Input material.
◇ ◇ ◇ ◇ ◇
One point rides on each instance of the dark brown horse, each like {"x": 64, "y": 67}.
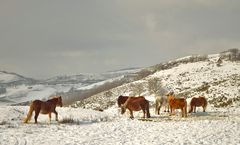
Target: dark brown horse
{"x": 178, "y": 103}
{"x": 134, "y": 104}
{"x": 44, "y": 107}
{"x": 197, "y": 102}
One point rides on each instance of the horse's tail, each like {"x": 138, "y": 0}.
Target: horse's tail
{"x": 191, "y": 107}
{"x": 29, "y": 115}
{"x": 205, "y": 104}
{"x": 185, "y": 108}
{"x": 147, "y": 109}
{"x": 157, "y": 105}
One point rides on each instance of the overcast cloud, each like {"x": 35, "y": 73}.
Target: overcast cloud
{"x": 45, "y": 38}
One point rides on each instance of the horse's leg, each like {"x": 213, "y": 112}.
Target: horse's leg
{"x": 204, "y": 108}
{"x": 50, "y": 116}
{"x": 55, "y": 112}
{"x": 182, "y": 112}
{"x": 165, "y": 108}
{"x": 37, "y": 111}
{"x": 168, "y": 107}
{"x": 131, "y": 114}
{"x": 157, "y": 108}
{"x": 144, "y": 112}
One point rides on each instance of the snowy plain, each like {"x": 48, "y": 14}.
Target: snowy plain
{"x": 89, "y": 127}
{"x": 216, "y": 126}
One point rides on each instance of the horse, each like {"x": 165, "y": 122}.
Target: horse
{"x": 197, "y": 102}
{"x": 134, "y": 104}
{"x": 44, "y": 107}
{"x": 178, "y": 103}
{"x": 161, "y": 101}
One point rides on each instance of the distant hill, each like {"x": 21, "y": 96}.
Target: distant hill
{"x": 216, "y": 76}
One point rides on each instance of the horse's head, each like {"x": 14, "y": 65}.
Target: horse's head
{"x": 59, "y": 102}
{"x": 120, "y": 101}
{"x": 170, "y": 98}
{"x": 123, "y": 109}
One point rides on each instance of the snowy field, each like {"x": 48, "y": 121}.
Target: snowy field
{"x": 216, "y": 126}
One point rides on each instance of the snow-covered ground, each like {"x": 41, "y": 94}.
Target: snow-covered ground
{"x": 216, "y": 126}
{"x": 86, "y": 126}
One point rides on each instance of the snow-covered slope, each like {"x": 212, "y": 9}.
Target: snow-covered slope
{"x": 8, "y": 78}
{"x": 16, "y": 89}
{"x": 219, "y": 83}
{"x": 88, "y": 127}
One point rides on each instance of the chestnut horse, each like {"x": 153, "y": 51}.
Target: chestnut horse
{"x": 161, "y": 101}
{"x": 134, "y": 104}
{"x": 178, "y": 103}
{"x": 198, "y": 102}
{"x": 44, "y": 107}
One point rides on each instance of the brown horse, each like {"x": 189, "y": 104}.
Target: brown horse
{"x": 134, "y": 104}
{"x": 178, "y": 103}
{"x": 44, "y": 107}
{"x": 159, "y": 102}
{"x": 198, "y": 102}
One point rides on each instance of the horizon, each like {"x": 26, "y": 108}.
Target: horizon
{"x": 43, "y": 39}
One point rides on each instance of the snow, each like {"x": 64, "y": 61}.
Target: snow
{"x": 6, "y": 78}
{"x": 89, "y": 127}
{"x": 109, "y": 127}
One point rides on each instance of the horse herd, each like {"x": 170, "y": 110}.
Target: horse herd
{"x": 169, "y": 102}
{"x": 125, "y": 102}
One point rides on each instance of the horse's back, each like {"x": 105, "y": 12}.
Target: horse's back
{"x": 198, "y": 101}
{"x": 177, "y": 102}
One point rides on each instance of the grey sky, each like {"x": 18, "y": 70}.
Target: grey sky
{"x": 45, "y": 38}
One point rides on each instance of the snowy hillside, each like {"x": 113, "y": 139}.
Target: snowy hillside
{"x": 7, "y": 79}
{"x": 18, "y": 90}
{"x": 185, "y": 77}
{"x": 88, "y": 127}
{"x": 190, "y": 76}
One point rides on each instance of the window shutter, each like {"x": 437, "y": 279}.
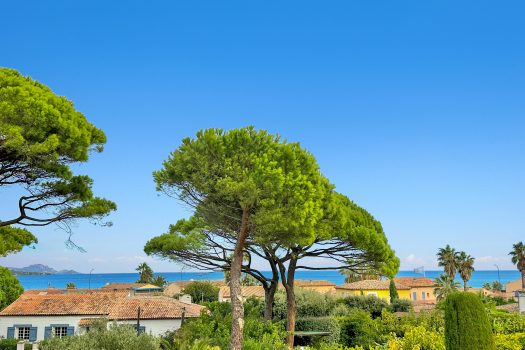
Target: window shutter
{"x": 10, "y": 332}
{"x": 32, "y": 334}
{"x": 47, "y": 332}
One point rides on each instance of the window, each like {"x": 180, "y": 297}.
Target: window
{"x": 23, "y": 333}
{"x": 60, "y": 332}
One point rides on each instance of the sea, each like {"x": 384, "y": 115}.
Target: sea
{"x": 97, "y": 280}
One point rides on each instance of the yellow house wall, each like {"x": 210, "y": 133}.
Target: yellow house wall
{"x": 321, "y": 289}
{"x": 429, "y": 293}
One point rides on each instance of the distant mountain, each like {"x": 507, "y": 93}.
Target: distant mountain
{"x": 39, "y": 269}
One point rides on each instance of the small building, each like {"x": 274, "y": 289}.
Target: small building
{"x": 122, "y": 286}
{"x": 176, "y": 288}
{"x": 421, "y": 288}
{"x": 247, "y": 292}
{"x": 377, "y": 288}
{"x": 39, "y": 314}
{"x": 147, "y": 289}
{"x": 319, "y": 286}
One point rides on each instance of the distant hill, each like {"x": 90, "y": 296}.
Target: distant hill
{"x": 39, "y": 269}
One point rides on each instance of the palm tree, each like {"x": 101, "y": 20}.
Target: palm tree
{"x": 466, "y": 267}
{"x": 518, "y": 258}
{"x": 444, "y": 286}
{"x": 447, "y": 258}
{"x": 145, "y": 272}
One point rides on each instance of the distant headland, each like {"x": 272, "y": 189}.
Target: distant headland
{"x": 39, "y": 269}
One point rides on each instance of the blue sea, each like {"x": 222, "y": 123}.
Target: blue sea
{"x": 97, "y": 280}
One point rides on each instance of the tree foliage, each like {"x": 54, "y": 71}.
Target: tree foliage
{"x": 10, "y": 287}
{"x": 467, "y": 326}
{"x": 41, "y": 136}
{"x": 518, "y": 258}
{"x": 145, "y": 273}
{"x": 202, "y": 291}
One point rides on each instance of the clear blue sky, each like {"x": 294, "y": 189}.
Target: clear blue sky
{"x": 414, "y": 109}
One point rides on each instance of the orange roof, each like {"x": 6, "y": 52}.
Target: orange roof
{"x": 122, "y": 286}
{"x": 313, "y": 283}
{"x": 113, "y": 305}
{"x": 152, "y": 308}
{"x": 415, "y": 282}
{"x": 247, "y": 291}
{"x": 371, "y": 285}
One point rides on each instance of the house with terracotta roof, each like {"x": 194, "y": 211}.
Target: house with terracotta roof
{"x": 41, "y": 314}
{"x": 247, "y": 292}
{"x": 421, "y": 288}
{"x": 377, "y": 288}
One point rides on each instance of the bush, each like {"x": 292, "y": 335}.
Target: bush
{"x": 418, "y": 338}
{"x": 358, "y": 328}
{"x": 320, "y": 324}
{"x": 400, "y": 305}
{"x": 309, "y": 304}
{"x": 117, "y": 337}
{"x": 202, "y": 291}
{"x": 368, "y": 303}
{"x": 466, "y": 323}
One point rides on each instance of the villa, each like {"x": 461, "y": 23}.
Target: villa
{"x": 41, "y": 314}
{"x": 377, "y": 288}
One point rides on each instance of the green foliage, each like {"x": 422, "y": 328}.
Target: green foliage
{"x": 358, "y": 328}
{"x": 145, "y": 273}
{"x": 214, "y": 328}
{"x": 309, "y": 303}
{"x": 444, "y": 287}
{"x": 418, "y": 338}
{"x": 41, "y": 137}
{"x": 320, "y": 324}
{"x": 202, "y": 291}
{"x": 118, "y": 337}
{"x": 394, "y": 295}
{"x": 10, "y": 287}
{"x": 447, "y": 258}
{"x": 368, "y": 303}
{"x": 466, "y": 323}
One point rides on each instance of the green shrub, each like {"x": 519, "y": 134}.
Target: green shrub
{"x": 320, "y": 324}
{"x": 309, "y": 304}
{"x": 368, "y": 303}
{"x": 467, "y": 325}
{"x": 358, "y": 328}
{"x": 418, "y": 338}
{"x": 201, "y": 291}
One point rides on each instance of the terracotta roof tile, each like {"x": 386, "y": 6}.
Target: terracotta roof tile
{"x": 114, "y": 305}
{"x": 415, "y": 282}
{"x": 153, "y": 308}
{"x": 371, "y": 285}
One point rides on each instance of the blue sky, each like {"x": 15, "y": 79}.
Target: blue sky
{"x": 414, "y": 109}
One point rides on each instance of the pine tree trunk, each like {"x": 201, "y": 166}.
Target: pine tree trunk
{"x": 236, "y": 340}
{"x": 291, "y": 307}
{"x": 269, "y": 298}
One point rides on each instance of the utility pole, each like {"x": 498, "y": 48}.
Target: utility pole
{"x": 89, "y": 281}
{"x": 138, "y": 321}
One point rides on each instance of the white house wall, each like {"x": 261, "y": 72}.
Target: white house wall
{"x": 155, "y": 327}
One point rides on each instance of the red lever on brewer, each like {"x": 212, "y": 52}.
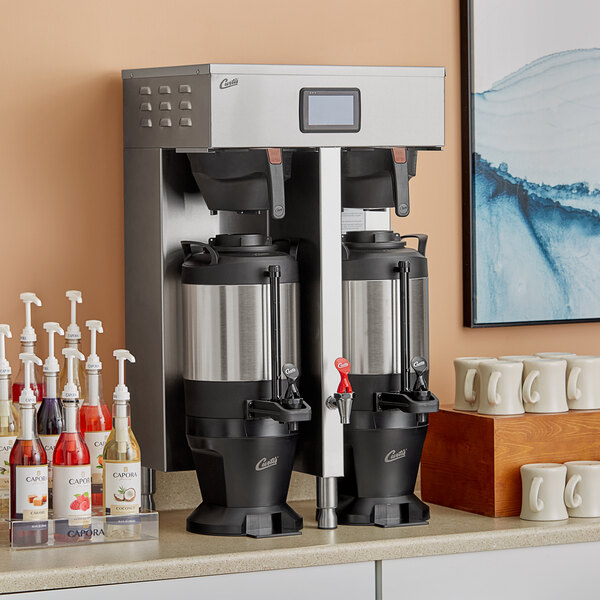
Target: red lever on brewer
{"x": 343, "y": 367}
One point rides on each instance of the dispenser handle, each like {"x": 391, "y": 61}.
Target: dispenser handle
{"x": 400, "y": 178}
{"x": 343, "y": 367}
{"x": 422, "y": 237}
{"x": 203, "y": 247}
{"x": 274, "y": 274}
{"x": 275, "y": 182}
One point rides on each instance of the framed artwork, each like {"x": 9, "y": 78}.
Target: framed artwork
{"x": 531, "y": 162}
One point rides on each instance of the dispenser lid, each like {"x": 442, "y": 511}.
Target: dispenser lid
◇ ◇ ◇ ◇ ◇
Exercise requirements. Using the records above, copy exactly and only the lines from the line with "One point rides on each instance of the utility" through the end, both included; leave every picture out.

Expected answer.
One point rides on each instance of the utility pole, each like {"x": 498, "y": 48}.
Target: utility pole
{"x": 89, "y": 281}
{"x": 138, "y": 321}
One point rides on each instance of the white house wall, each like {"x": 261, "y": 72}.
Target: white house wall
{"x": 155, "y": 327}
One point rides on each instance of the red lever on brewer, each like {"x": 212, "y": 52}.
Target: red lever on brewer
{"x": 343, "y": 367}
One point rides on each instance of the dispenser handle, each like {"x": 391, "y": 61}.
Target: dispenser handle
{"x": 400, "y": 178}
{"x": 343, "y": 367}
{"x": 422, "y": 237}
{"x": 203, "y": 247}
{"x": 274, "y": 274}
{"x": 275, "y": 182}
One point rides on each instance of the framed artwork, each like {"x": 9, "y": 78}.
Target: framed artwork
{"x": 531, "y": 162}
One point rides on each instance of the dispenser lid, each like {"x": 442, "y": 511}.
Target: dispenser lid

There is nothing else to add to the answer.